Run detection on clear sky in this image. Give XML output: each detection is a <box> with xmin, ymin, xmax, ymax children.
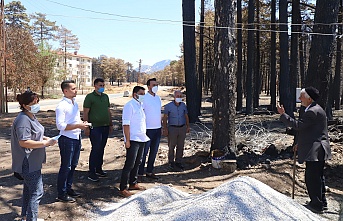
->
<box><xmin>11</xmin><ymin>0</ymin><xmax>207</xmax><ymax>67</ymax></box>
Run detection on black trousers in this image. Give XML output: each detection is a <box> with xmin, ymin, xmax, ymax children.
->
<box><xmin>120</xmin><ymin>140</ymin><xmax>146</xmax><ymax>191</ymax></box>
<box><xmin>305</xmin><ymin>161</ymin><xmax>327</xmax><ymax>210</ymax></box>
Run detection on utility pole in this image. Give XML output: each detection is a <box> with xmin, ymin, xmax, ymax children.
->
<box><xmin>137</xmin><ymin>59</ymin><xmax>142</xmax><ymax>85</ymax></box>
<box><xmin>0</xmin><ymin>0</ymin><xmax>8</xmax><ymax>113</ymax></box>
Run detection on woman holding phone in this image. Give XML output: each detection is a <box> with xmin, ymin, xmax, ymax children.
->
<box><xmin>11</xmin><ymin>91</ymin><xmax>57</xmax><ymax>221</ymax></box>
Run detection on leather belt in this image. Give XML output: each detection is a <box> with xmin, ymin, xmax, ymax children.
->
<box><xmin>169</xmin><ymin>124</ymin><xmax>185</xmax><ymax>127</ymax></box>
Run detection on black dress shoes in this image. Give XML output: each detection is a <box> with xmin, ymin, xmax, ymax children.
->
<box><xmin>57</xmin><ymin>194</ymin><xmax>75</xmax><ymax>203</ymax></box>
<box><xmin>67</xmin><ymin>189</ymin><xmax>81</xmax><ymax>198</ymax></box>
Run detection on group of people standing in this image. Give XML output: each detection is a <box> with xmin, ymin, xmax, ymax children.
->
<box><xmin>119</xmin><ymin>78</ymin><xmax>189</xmax><ymax>197</ymax></box>
<box><xmin>11</xmin><ymin>78</ymin><xmax>189</xmax><ymax>221</ymax></box>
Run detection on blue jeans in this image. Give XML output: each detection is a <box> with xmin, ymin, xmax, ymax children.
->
<box><xmin>21</xmin><ymin>157</ymin><xmax>44</xmax><ymax>221</ymax></box>
<box><xmin>120</xmin><ymin>140</ymin><xmax>145</xmax><ymax>191</ymax></box>
<box><xmin>57</xmin><ymin>135</ymin><xmax>81</xmax><ymax>196</ymax></box>
<box><xmin>138</xmin><ymin>128</ymin><xmax>161</xmax><ymax>175</ymax></box>
<box><xmin>89</xmin><ymin>126</ymin><xmax>110</xmax><ymax>173</ymax></box>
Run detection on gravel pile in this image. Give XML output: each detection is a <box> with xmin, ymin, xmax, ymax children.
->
<box><xmin>90</xmin><ymin>177</ymin><xmax>323</xmax><ymax>221</ymax></box>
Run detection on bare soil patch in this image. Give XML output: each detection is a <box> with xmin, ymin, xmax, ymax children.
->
<box><xmin>0</xmin><ymin>86</ymin><xmax>343</xmax><ymax>221</ymax></box>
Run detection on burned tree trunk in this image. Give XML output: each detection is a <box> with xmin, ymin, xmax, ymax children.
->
<box><xmin>211</xmin><ymin>0</ymin><xmax>236</xmax><ymax>158</ymax></box>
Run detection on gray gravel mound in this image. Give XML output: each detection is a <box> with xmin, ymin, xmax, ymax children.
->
<box><xmin>96</xmin><ymin>177</ymin><xmax>324</xmax><ymax>221</ymax></box>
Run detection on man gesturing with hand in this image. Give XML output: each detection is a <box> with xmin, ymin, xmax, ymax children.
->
<box><xmin>277</xmin><ymin>87</ymin><xmax>331</xmax><ymax>213</ymax></box>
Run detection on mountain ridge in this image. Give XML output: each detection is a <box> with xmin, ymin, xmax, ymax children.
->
<box><xmin>135</xmin><ymin>59</ymin><xmax>171</xmax><ymax>74</ymax></box>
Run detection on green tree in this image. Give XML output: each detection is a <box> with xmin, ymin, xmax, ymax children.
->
<box><xmin>6</xmin><ymin>27</ymin><xmax>40</xmax><ymax>94</ymax></box>
<box><xmin>4</xmin><ymin>1</ymin><xmax>30</xmax><ymax>30</ymax></box>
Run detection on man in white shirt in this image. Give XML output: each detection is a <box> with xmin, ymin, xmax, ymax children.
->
<box><xmin>138</xmin><ymin>78</ymin><xmax>162</xmax><ymax>179</ymax></box>
<box><xmin>119</xmin><ymin>86</ymin><xmax>149</xmax><ymax>197</ymax></box>
<box><xmin>56</xmin><ymin>80</ymin><xmax>88</xmax><ymax>202</ymax></box>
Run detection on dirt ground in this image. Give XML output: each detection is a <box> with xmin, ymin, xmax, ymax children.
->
<box><xmin>0</xmin><ymin>86</ymin><xmax>343</xmax><ymax>221</ymax></box>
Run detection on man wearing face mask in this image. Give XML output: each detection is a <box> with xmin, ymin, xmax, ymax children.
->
<box><xmin>83</xmin><ymin>78</ymin><xmax>113</xmax><ymax>182</ymax></box>
<box><xmin>277</xmin><ymin>87</ymin><xmax>331</xmax><ymax>213</ymax></box>
<box><xmin>138</xmin><ymin>78</ymin><xmax>162</xmax><ymax>179</ymax></box>
<box><xmin>119</xmin><ymin>86</ymin><xmax>149</xmax><ymax>197</ymax></box>
<box><xmin>162</xmin><ymin>90</ymin><xmax>190</xmax><ymax>170</ymax></box>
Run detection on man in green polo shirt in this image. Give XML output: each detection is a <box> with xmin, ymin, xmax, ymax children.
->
<box><xmin>83</xmin><ymin>78</ymin><xmax>113</xmax><ymax>182</ymax></box>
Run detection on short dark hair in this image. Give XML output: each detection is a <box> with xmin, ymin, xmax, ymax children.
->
<box><xmin>146</xmin><ymin>78</ymin><xmax>156</xmax><ymax>86</ymax></box>
<box><xmin>94</xmin><ymin>78</ymin><xmax>105</xmax><ymax>85</ymax></box>
<box><xmin>61</xmin><ymin>80</ymin><xmax>75</xmax><ymax>91</ymax></box>
<box><xmin>132</xmin><ymin>86</ymin><xmax>145</xmax><ymax>95</ymax></box>
<box><xmin>17</xmin><ymin>91</ymin><xmax>39</xmax><ymax>111</ymax></box>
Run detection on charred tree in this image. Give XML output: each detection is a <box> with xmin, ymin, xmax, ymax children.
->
<box><xmin>211</xmin><ymin>0</ymin><xmax>236</xmax><ymax>158</ymax></box>
<box><xmin>182</xmin><ymin>0</ymin><xmax>200</xmax><ymax>123</ymax></box>
<box><xmin>245</xmin><ymin>0</ymin><xmax>255</xmax><ymax>114</ymax></box>
<box><xmin>306</xmin><ymin>0</ymin><xmax>339</xmax><ymax>108</ymax></box>
<box><xmin>236</xmin><ymin>0</ymin><xmax>243</xmax><ymax>111</ymax></box>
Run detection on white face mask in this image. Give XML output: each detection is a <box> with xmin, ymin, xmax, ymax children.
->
<box><xmin>151</xmin><ymin>86</ymin><xmax>158</xmax><ymax>94</ymax></box>
<box><xmin>175</xmin><ymin>97</ymin><xmax>182</xmax><ymax>103</ymax></box>
<box><xmin>29</xmin><ymin>104</ymin><xmax>40</xmax><ymax>114</ymax></box>
<box><xmin>137</xmin><ymin>94</ymin><xmax>144</xmax><ymax>103</ymax></box>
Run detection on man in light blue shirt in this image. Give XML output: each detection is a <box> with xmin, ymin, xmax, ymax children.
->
<box><xmin>119</xmin><ymin>86</ymin><xmax>149</xmax><ymax>197</ymax></box>
<box><xmin>56</xmin><ymin>80</ymin><xmax>88</xmax><ymax>202</ymax></box>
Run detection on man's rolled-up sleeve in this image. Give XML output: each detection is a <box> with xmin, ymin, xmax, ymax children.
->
<box><xmin>122</xmin><ymin>104</ymin><xmax>133</xmax><ymax>125</ymax></box>
<box><xmin>56</xmin><ymin>107</ymin><xmax>67</xmax><ymax>131</ymax></box>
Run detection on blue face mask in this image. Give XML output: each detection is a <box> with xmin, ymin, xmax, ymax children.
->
<box><xmin>98</xmin><ymin>87</ymin><xmax>105</xmax><ymax>93</ymax></box>
<box><xmin>29</xmin><ymin>104</ymin><xmax>40</xmax><ymax>114</ymax></box>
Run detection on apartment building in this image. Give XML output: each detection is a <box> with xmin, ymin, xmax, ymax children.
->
<box><xmin>54</xmin><ymin>51</ymin><xmax>92</xmax><ymax>88</ymax></box>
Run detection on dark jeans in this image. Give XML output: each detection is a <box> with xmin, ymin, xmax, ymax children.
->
<box><xmin>21</xmin><ymin>157</ymin><xmax>44</xmax><ymax>221</ymax></box>
<box><xmin>168</xmin><ymin>125</ymin><xmax>187</xmax><ymax>163</ymax></box>
<box><xmin>89</xmin><ymin>126</ymin><xmax>110</xmax><ymax>173</ymax></box>
<box><xmin>120</xmin><ymin>140</ymin><xmax>145</xmax><ymax>191</ymax></box>
<box><xmin>138</xmin><ymin>128</ymin><xmax>161</xmax><ymax>175</ymax></box>
<box><xmin>57</xmin><ymin>135</ymin><xmax>81</xmax><ymax>196</ymax></box>
<box><xmin>305</xmin><ymin>161</ymin><xmax>327</xmax><ymax>210</ymax></box>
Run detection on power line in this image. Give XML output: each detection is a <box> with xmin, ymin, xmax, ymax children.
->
<box><xmin>45</xmin><ymin>0</ymin><xmax>180</xmax><ymax>22</ymax></box>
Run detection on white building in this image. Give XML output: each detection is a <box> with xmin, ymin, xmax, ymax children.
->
<box><xmin>54</xmin><ymin>51</ymin><xmax>93</xmax><ymax>88</ymax></box>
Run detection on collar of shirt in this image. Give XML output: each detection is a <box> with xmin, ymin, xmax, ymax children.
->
<box><xmin>62</xmin><ymin>97</ymin><xmax>75</xmax><ymax>104</ymax></box>
<box><xmin>305</xmin><ymin>103</ymin><xmax>313</xmax><ymax>112</ymax></box>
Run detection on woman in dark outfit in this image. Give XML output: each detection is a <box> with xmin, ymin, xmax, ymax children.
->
<box><xmin>11</xmin><ymin>91</ymin><xmax>57</xmax><ymax>221</ymax></box>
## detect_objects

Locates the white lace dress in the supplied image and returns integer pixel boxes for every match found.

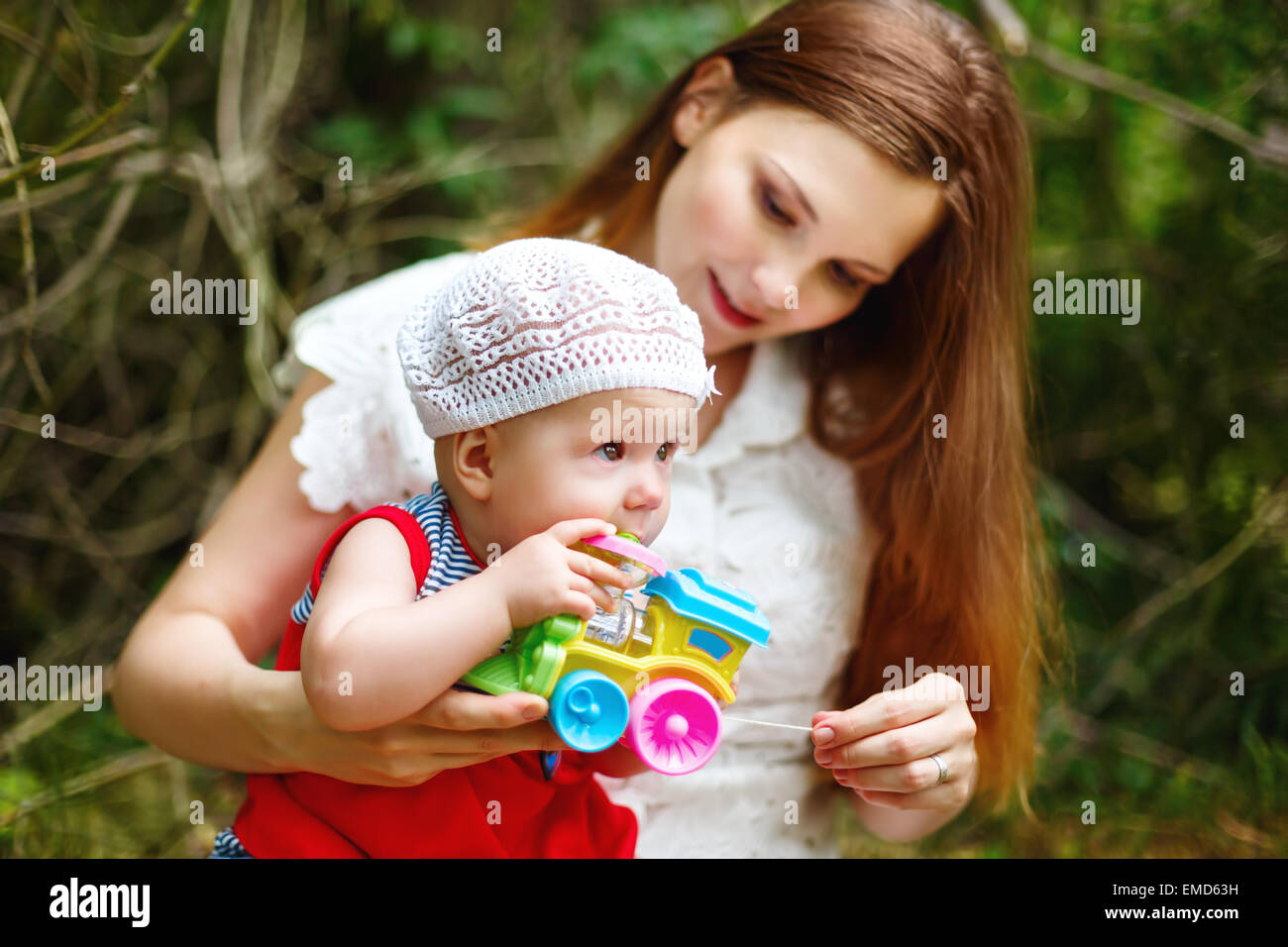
[274,253,873,857]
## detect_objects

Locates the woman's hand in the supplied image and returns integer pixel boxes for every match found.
[266,672,568,786]
[812,673,979,813]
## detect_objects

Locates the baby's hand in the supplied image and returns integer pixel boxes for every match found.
[488,519,631,627]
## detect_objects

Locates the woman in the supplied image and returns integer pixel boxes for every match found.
[115,0,1050,856]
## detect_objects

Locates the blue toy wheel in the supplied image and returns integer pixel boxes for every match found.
[550,670,631,753]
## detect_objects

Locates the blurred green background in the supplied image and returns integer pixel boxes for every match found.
[0,0,1288,857]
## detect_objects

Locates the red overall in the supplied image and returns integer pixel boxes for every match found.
[233,505,638,858]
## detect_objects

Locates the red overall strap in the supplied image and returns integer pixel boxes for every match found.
[309,504,433,600]
[273,504,433,672]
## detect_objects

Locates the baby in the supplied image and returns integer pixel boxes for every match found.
[216,239,718,857]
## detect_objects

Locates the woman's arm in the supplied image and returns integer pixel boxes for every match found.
[300,519,511,730]
[847,773,978,841]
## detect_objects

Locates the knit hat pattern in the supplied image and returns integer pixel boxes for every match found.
[396,237,720,438]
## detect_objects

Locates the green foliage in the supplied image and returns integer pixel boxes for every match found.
[0,0,1288,857]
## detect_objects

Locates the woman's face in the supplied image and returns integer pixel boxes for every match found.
[634,58,952,357]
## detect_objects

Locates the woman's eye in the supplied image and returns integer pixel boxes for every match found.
[760,187,795,224]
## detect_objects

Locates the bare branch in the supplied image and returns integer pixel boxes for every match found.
[979,0,1288,164]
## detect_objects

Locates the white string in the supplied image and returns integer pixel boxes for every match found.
[721,714,814,733]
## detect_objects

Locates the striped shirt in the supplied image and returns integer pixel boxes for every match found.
[291,480,483,625]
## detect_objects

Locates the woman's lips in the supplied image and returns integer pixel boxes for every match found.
[707,269,760,329]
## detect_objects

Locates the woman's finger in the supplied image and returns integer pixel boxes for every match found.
[833,749,966,795]
[814,714,958,770]
[812,673,966,749]
[406,688,550,730]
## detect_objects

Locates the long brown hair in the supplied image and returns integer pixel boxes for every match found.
[474,0,1063,811]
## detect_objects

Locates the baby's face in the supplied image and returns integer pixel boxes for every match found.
[490,388,697,550]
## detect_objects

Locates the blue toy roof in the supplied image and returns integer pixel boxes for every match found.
[643,569,769,648]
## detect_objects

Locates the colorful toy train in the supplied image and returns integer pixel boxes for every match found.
[463,532,769,780]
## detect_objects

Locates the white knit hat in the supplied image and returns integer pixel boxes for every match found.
[398,237,720,438]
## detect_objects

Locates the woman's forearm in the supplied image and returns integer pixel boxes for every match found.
[301,571,512,730]
[112,612,308,773]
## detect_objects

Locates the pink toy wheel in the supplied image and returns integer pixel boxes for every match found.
[626,678,720,776]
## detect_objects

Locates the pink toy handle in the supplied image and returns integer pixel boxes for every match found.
[583,533,666,576]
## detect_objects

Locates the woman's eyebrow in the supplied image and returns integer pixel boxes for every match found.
[765,155,890,282]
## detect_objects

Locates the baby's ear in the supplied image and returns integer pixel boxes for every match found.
[451,425,497,502]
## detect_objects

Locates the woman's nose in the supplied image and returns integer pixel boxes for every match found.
[747,259,800,317]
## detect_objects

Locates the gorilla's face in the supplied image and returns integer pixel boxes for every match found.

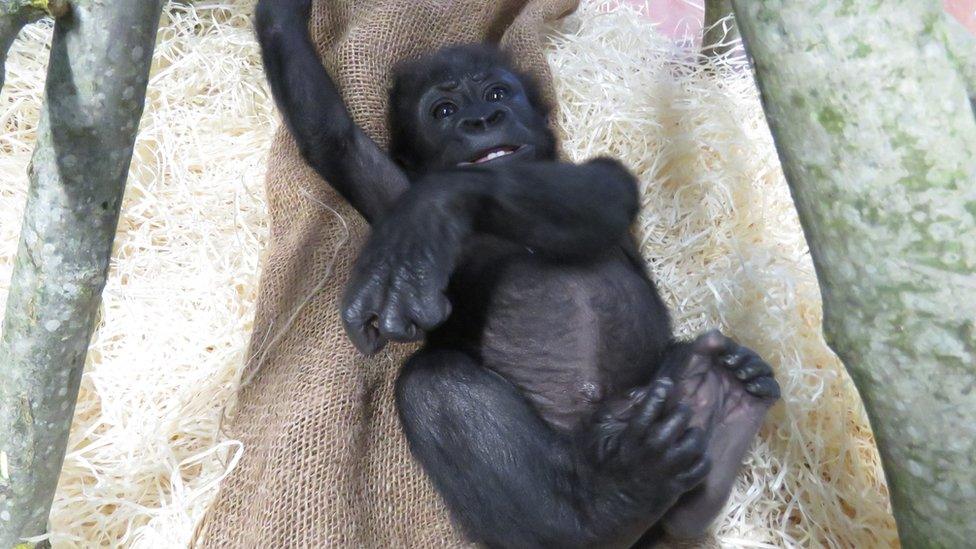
[410,67,555,171]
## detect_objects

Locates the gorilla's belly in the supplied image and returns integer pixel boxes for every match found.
[480,254,670,429]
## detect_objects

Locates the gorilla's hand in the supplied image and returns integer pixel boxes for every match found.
[342,190,469,355]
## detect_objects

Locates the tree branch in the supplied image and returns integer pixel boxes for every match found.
[0,0,162,548]
[734,0,976,547]
[702,0,739,57]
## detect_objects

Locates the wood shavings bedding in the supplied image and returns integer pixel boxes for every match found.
[0,0,897,548]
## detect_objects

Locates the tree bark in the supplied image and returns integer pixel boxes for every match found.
[734,0,976,547]
[0,0,162,548]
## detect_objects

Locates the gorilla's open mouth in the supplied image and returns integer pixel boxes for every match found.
[459,145,525,166]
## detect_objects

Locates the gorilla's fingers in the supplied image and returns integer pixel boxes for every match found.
[734,355,773,381]
[342,315,386,355]
[674,455,712,490]
[746,377,779,400]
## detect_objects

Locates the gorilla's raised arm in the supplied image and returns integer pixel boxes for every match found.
[342,158,637,353]
[255,0,408,222]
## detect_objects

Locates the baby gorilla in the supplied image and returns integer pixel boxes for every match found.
[257,0,779,547]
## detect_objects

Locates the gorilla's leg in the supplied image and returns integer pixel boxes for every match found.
[662,330,779,538]
[396,349,708,547]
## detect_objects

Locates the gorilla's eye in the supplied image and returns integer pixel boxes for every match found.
[431,101,457,119]
[485,86,508,103]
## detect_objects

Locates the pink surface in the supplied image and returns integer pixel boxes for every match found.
[624,0,976,39]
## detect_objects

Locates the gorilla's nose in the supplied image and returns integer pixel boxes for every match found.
[461,109,505,131]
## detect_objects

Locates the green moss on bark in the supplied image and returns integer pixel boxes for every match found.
[735,0,976,547]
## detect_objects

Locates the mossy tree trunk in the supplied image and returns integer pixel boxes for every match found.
[702,0,739,56]
[734,0,976,547]
[0,0,162,549]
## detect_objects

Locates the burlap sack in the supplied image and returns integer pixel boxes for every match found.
[198,0,578,547]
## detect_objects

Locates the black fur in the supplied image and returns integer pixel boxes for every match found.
[257,0,779,547]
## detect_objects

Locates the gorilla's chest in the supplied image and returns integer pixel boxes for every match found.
[448,246,670,429]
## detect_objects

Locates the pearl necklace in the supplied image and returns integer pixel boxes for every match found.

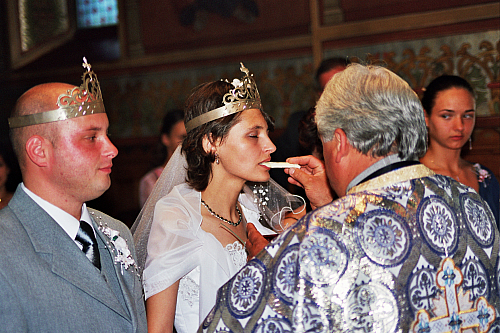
[201,199,242,227]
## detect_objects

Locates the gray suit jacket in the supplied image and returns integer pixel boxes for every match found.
[0,187,147,333]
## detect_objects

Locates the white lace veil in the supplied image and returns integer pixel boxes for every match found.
[130,145,187,275]
[131,145,305,275]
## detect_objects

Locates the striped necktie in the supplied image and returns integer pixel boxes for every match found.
[75,221,101,270]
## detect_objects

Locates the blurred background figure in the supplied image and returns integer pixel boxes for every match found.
[420,75,500,228]
[139,109,186,207]
[0,141,21,209]
[270,57,350,202]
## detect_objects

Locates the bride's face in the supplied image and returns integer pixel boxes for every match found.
[214,109,276,182]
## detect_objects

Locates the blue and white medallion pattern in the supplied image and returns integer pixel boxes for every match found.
[357,209,411,266]
[417,196,459,255]
[299,228,349,285]
[254,317,293,333]
[344,282,399,333]
[462,258,490,301]
[292,301,329,333]
[408,267,441,313]
[460,195,495,247]
[273,244,299,304]
[228,259,266,318]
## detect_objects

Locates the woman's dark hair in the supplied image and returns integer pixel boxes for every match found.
[422,75,474,116]
[182,81,274,191]
[0,141,22,192]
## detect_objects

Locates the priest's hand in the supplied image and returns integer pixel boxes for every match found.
[285,155,334,209]
[245,223,269,260]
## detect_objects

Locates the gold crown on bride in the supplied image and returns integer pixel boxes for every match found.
[9,57,106,128]
[186,62,262,132]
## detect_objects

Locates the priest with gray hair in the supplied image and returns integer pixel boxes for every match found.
[200,64,500,333]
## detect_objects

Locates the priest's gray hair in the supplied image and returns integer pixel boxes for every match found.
[315,64,427,160]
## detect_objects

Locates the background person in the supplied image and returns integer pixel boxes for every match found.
[0,61,147,333]
[199,64,500,333]
[139,109,186,207]
[420,75,500,228]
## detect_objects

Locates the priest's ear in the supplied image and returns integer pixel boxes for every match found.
[332,128,352,163]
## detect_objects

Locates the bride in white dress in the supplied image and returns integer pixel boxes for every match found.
[133,65,300,333]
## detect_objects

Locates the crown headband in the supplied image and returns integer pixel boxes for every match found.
[9,57,106,128]
[186,62,262,132]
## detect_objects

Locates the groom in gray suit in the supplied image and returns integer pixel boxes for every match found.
[0,59,147,333]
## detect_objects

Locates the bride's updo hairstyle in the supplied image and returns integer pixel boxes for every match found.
[182,80,274,192]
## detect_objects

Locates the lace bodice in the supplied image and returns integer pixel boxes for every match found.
[179,241,247,307]
[226,241,247,270]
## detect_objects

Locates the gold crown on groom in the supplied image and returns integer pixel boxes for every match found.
[9,57,106,128]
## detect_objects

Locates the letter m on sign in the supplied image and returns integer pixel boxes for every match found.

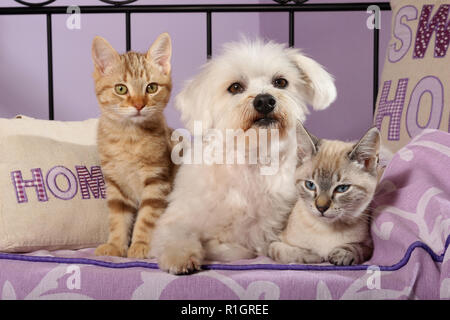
[75,166,106,199]
[413,4,450,59]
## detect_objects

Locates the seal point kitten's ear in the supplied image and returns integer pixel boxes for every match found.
[297,122,320,159]
[92,36,120,74]
[146,32,172,75]
[348,127,380,172]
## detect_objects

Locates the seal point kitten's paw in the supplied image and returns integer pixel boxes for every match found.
[158,250,203,275]
[127,242,150,259]
[328,248,359,266]
[95,243,126,257]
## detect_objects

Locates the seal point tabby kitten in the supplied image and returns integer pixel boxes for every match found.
[92,33,174,259]
[269,125,380,265]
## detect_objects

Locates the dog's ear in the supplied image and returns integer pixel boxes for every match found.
[297,121,320,160]
[175,68,213,133]
[290,49,337,110]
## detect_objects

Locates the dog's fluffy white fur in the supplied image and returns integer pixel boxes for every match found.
[152,40,336,274]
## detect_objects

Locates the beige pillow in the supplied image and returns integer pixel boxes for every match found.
[375,0,450,152]
[0,118,108,252]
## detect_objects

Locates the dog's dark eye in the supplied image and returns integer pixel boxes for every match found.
[228,82,245,94]
[273,78,288,89]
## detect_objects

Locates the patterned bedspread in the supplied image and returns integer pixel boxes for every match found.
[0,130,450,299]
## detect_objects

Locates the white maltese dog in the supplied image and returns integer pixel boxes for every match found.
[152,40,336,274]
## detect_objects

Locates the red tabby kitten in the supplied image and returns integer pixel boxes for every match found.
[92,33,174,259]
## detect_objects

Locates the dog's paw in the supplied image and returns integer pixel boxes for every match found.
[158,248,203,274]
[328,247,359,266]
[127,242,150,259]
[268,241,323,264]
[95,243,127,257]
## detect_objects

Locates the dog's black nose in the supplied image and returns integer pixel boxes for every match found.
[253,94,277,114]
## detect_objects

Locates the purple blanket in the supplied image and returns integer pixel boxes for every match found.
[0,130,450,299]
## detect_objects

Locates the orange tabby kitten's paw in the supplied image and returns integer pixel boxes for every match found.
[95,243,126,257]
[127,242,150,259]
[158,250,203,274]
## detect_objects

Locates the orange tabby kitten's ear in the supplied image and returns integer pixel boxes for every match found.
[146,32,172,74]
[92,36,120,73]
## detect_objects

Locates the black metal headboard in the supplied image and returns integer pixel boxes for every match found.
[0,0,390,120]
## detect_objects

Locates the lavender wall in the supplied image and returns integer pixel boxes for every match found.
[0,0,390,139]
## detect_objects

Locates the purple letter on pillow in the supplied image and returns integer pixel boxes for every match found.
[11,168,48,203]
[375,79,408,140]
[75,166,106,199]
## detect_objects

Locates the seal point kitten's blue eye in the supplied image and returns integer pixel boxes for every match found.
[334,184,350,193]
[305,180,316,191]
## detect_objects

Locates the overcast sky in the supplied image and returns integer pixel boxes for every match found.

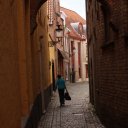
[60,0,85,19]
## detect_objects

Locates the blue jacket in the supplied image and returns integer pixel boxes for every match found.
[56,78,65,89]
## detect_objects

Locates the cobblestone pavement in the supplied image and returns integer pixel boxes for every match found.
[38,82,105,128]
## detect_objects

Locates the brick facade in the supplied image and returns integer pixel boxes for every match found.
[0,0,50,128]
[86,0,128,128]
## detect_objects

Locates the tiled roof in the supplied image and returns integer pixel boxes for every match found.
[61,7,86,40]
[61,7,86,24]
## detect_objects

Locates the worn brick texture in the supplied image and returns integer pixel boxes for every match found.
[87,0,128,128]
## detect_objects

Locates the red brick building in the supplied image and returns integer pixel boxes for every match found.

###

» **GIVEN TASK**: Locate every line of the material above that contains the string "wheel", and copy each one out in full.

» **FINISHED EXERCISE**:
Locates the blue toy wheel in the supplied image and returns integer pixel boxes for every match found.
Locates the pink toy wheel in the supplied image and returns integer pixel boxes for every match found.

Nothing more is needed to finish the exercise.